### Stated task
Convert the records, from the line containing "Point out every instance of the porch" through the end of the records inclusive, into a Markdown table with the columns Row and Line. Give each line a row number and omit blank lines.
==== The input
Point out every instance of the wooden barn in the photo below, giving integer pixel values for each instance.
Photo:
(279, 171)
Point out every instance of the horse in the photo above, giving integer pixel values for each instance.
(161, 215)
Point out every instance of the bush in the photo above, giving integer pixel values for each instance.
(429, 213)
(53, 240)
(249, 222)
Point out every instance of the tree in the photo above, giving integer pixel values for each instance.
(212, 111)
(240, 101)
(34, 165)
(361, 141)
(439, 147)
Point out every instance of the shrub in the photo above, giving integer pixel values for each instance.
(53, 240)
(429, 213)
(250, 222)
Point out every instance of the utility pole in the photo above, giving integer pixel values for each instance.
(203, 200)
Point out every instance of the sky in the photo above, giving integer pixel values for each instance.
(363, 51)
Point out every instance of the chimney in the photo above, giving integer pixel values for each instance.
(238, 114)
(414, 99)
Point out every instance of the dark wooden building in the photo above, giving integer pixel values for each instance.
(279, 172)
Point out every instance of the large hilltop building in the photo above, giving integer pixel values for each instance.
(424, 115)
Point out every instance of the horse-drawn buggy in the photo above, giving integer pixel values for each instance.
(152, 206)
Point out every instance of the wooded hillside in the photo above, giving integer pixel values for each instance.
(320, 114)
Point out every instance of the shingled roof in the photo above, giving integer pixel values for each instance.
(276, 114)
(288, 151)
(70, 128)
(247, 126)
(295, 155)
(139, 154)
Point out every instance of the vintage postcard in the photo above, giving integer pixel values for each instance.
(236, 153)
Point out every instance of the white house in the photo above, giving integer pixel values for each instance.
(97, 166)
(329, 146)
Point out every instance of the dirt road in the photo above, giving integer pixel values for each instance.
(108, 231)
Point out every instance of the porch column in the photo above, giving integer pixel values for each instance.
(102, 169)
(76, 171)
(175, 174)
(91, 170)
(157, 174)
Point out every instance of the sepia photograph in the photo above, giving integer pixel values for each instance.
========
### Exercise result
| Row | Line |
|---|---|
| 1 | Point out every instance of the porch column in the photo above, giving integer pixel values for each instance. |
| 2 | (102, 169) |
| 3 | (76, 171) |
| 4 | (175, 174) |
| 5 | (91, 170) |
| 6 | (157, 174) |
| 7 | Point out every instance of the sepia photograph in the photo above, giving integer pixel values for each instance. |